◆ PASSAGE PROVIDED:
-- Begin --

Data Mining

COSC 6335 Data Mining

Fall 2017

MW 2:30 - 4:00 PM, F (Lamar Fleming Jr.) 154

Instructor: Arjun Mukherjee

Overview

This is a graduate level course in data mining. The course in intended for developing foundations in data and text mining with a focus on solving problems in the Web/real-world domains. The broader goal is to understand how data mining tasks are carried out in the real world (e.g., Web). Throughout the course, large emphasis will be placed on tying data mining techniques to specific real-world applications through hands-on experience. The course covers fundamental topics in information retrieval, applied machine learning, web mining and opinion mining.

Administrative details

If class is full or you are a non-CS major, you should contact Liz (ejfaig@central.uh.edu) with your UHID to be enrolled in the course or added to the waitlist.

Office hours

Instructor office hours: MW 4:00 - 5:00 PM, PGH 582
TA: Marjan Hosseinia (ma.hosseinia@gmail.com)
TA office hours: MW 12.30-2.30 PM, PGH 301

Prerequisites

The course requires background in mathematics and sufficient programming skills. If you have taken and did well in one or more of the equivalent courses/topics such as Algorithms, Artificial Intelligence, Numerical methods, or have some background in linear algebra, it will be helpful. The course however reviews and covers required mathematical foundations. Sufficient experience for building projects in a high level programming language (e.g., Java) is required.

-- End --

◆ REQUESTS:
**1.** According to the data mining course page, where do the TA's office hours take place?
**2.** Write the next part of the data mining course page, picking up after its final sentence.
The records have no role in this work.

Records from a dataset
-- Begin --

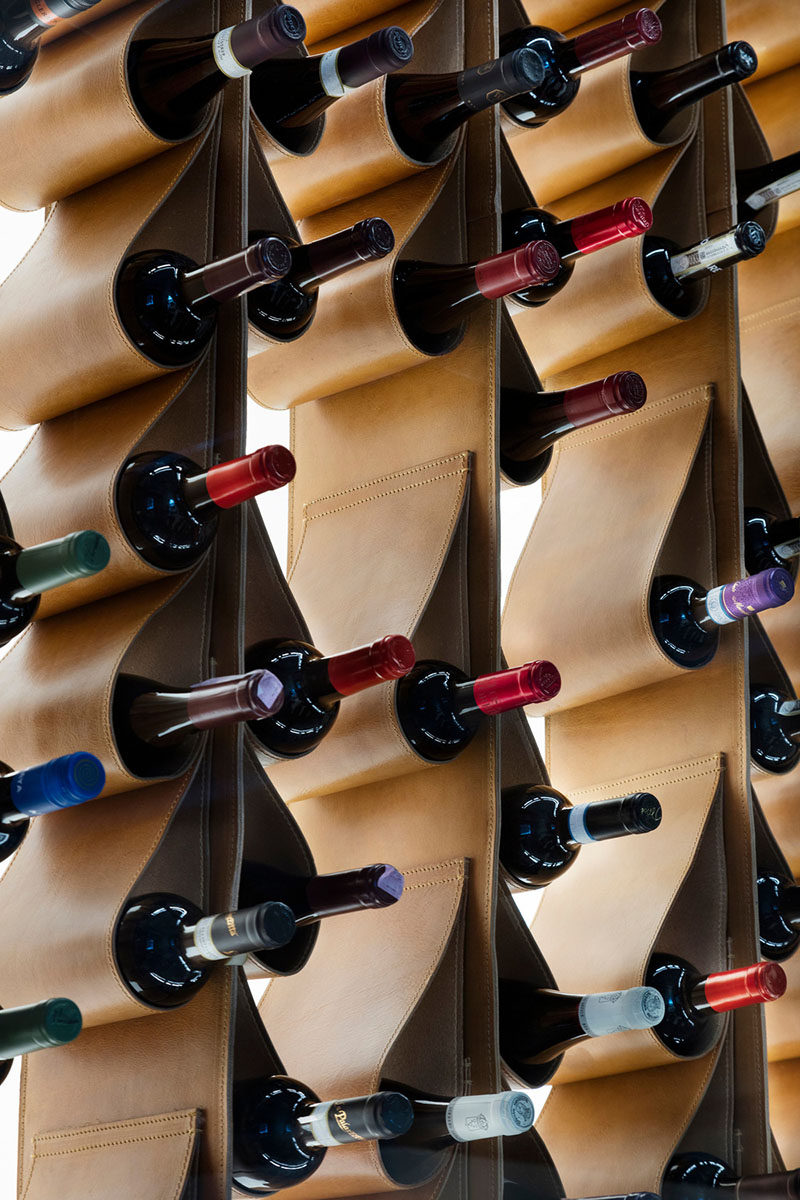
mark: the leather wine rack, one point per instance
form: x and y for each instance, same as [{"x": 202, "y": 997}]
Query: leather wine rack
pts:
[{"x": 394, "y": 528}]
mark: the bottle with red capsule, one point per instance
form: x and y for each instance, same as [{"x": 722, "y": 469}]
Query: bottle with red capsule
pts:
[
  {"x": 695, "y": 1002},
  {"x": 440, "y": 708},
  {"x": 169, "y": 508},
  {"x": 531, "y": 423},
  {"x": 314, "y": 687},
  {"x": 433, "y": 300},
  {"x": 566, "y": 59},
  {"x": 572, "y": 239}
]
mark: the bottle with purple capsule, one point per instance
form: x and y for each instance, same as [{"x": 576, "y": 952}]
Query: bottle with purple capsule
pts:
[
  {"x": 58, "y": 784},
  {"x": 686, "y": 618}
]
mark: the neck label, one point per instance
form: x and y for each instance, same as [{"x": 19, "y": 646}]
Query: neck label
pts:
[
  {"x": 224, "y": 57},
  {"x": 765, "y": 196}
]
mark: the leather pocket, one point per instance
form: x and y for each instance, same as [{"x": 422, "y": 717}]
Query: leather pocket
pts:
[
  {"x": 76, "y": 123},
  {"x": 142, "y": 1159},
  {"x": 602, "y": 597}
]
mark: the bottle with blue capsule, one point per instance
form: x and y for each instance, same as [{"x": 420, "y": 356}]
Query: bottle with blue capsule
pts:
[
  {"x": 58, "y": 784},
  {"x": 542, "y": 833}
]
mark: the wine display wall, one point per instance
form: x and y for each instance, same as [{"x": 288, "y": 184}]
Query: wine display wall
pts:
[{"x": 394, "y": 528}]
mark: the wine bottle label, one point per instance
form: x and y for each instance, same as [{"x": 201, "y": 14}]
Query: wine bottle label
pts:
[
  {"x": 614, "y": 1012},
  {"x": 329, "y": 75},
  {"x": 224, "y": 57},
  {"x": 470, "y": 1117},
  {"x": 765, "y": 196},
  {"x": 705, "y": 257}
]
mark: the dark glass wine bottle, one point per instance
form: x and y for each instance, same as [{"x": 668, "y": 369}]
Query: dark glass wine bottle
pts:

-- End --

◆ RESULTS FOR EACH TASK:
**1.** PGH 301

**2.**
Note: This course has some overlap with Natural Language Processing (COSC 6397) and Machine Learning(COSC 6342). Especially some topics in supervised learning, clustering. However, the focus is more applied (as opposed to theory) and the goal is to build novel data mining technologies/algorithms on top of those methods. They are covered in this course to make this course standalone. Although not required, however, if you have taken either of those courses, it will serve to be useful.

Reading Materials

Textbooks:
WDM: Web Data Mining: Exploring Hyperlinks, Contents, and Usage Data. Bing Liu; Springer, 1st Edition.

Reference materials:
Required:
Online resources per topic as appearing in the schedule below.
Course materials (contains all Lecture notes + Sample exam questions)

Optional:
IIR: Introduction to Information Retrieval, Christopher D. Manning, Prabhakar Raghavan and Hinrich Schütze. Cambridge University Press. 2008. Companion website with online version for reading.
SAOM: Sentiment Analysis and Opinon Mining. Bing Liu. Morgan and Claypool Publishers. Draft available from author's website.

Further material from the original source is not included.